■ INFORMATION SHOWN ■
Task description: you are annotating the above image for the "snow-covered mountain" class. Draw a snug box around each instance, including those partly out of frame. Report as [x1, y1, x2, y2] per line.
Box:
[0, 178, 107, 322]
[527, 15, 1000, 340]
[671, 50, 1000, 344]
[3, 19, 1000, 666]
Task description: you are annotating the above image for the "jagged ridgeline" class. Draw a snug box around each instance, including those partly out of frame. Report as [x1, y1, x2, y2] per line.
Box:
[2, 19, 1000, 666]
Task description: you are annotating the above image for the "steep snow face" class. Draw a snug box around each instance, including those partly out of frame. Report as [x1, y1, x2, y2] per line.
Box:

■ WHAT YOU WILL DO ■
All lines of the data above must be repeated exactly.

■ SOLUTION BELOW ■
Task description: you are annotating the above image for the "snow-covered mountain" class. Draw a snug box around each instance, including those partly out of frame. Report as [x1, y1, x2, y2] per line.
Box:
[0, 178, 107, 322]
[527, 15, 1000, 340]
[671, 50, 1000, 344]
[3, 19, 1000, 666]
Task description: you are annotating the above image for the "jagged ridgeline" class. Draw a snug box around each instance, including those partly out of frame. Report as [x1, y1, x2, y2] per line.
Box:
[2, 19, 1000, 666]
Task description: you are annotating the above image for the "steep snow face" class. Draw a snug box around each instance, including those partly out of frame. Report as [x1, y1, x2, y2] per line.
Box:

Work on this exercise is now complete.